(Saved data entries)
>>>>>

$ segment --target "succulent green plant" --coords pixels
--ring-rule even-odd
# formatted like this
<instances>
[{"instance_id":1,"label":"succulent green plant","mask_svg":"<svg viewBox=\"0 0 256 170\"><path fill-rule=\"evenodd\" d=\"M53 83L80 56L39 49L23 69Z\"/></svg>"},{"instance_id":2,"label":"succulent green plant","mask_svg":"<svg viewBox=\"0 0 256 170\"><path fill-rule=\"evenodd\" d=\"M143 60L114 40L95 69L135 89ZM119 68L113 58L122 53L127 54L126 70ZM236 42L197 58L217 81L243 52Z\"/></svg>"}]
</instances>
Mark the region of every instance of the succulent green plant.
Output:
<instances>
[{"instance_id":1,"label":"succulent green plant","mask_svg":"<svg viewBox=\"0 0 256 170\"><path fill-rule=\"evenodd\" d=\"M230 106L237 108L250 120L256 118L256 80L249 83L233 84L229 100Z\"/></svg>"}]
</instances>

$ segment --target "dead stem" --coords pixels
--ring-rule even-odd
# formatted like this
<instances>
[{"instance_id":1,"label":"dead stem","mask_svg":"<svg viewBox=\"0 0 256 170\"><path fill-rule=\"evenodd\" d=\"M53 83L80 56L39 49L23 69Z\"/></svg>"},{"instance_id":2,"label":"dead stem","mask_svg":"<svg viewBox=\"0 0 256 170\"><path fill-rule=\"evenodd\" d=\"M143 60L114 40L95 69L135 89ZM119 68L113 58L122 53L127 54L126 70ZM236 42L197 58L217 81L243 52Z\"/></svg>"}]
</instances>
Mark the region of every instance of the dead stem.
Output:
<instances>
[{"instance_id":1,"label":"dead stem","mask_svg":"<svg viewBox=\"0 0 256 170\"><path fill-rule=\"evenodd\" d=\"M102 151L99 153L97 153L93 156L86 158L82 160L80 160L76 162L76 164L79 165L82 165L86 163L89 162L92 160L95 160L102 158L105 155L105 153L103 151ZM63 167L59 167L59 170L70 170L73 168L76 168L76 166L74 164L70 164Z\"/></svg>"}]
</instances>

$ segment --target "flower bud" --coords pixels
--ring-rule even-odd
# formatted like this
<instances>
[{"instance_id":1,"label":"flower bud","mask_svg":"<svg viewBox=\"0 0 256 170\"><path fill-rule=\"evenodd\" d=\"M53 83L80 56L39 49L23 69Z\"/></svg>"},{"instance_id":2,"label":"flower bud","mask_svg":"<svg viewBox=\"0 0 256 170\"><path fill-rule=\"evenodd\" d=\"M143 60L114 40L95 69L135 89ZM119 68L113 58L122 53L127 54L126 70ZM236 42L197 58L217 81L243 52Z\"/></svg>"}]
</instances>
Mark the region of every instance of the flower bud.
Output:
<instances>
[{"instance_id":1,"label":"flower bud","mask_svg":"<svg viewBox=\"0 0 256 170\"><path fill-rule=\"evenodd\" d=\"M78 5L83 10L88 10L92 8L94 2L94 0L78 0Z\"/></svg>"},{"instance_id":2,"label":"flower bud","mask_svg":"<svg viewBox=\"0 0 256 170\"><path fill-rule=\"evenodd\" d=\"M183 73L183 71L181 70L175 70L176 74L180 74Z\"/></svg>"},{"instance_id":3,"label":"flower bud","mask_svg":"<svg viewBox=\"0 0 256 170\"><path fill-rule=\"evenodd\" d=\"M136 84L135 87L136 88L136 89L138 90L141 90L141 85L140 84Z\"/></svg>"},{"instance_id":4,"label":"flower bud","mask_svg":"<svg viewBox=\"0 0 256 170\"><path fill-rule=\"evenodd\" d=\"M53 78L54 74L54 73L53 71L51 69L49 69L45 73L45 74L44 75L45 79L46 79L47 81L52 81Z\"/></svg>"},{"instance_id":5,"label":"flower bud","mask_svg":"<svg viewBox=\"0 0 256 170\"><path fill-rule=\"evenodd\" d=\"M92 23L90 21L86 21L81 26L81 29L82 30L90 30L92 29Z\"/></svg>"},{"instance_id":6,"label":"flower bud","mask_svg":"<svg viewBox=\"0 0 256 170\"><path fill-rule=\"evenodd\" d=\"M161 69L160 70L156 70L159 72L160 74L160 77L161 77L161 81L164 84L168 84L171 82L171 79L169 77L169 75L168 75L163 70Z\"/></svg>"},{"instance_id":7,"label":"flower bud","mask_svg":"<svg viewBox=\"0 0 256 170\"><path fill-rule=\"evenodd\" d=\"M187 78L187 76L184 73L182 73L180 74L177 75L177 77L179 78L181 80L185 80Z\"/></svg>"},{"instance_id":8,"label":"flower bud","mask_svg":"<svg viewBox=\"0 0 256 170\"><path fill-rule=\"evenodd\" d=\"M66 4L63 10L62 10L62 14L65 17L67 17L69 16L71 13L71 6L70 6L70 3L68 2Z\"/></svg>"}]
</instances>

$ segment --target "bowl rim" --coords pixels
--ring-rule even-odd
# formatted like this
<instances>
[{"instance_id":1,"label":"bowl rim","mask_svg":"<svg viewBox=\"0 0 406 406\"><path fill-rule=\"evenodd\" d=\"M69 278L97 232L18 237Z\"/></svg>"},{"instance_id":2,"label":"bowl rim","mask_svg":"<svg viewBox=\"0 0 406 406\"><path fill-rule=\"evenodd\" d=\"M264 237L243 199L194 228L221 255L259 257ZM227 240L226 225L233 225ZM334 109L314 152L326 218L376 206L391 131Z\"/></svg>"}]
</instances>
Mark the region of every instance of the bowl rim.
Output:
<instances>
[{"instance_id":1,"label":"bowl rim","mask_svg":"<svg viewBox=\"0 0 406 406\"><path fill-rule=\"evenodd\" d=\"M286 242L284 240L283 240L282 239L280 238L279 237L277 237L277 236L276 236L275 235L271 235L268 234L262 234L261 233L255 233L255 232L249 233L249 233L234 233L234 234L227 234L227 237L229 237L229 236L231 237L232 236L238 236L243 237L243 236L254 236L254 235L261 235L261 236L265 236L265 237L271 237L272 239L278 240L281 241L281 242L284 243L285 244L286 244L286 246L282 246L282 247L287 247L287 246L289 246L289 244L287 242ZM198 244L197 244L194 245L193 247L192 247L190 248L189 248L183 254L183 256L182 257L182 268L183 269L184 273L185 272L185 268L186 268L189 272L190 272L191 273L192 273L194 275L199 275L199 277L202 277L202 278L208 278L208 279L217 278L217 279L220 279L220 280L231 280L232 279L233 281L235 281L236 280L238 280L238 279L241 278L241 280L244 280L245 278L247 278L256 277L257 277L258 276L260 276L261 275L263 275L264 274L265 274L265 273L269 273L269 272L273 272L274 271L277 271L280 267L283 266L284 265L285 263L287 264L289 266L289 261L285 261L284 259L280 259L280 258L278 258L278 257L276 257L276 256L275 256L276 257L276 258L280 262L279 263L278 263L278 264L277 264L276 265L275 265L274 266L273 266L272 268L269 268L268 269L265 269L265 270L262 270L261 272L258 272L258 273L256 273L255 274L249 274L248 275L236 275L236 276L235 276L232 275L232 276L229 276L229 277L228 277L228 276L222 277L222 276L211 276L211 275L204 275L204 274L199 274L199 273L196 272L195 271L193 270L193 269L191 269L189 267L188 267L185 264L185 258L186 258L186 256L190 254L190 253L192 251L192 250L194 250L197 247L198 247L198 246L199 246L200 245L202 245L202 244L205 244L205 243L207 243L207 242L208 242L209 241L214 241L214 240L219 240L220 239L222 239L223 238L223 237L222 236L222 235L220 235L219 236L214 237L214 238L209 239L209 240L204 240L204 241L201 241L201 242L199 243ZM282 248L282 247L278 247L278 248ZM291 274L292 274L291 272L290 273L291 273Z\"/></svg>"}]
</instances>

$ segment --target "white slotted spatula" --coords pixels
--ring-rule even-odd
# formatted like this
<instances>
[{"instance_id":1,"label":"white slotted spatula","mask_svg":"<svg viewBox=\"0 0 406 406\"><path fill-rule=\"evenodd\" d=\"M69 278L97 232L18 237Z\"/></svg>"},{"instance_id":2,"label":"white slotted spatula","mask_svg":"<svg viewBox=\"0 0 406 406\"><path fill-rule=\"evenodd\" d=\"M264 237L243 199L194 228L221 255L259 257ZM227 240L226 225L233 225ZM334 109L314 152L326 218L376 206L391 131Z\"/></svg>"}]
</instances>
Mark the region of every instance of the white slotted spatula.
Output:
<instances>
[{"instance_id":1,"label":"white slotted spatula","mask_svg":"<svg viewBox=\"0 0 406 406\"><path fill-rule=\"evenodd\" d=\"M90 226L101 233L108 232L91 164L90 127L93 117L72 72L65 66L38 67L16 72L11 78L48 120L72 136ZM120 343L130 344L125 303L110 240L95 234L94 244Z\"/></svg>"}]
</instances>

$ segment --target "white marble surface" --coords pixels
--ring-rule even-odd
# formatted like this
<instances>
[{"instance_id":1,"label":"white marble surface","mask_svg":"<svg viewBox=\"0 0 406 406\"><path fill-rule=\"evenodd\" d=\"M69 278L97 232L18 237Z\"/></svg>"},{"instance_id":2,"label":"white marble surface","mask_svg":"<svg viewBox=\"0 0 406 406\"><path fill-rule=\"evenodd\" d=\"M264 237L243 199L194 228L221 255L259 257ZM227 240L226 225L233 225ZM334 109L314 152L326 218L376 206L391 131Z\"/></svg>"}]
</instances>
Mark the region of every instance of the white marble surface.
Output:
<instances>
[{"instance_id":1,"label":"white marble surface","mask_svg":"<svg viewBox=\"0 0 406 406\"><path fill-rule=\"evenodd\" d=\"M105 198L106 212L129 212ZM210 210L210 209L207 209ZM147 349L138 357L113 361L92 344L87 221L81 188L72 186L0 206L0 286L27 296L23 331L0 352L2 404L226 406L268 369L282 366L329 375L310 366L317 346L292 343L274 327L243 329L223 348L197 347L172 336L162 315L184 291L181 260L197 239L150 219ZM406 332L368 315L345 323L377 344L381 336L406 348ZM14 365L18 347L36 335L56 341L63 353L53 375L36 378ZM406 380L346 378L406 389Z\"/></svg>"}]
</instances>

<<<<<

Instructions to follow
Pick out and copy every line of the data above that contains the string "segment". Letter case must match.

Response for this exercise
$ segment --target "succulent green plant" --coords pixels
$ segment --target "dead stem" --coords pixels
$ segment --target "flower bud" --coords pixels
$ segment --target "bowl rim" --coords pixels
$ segment --target "white slotted spatula" --coords pixels
$ segment --target "white marble surface" --coords pixels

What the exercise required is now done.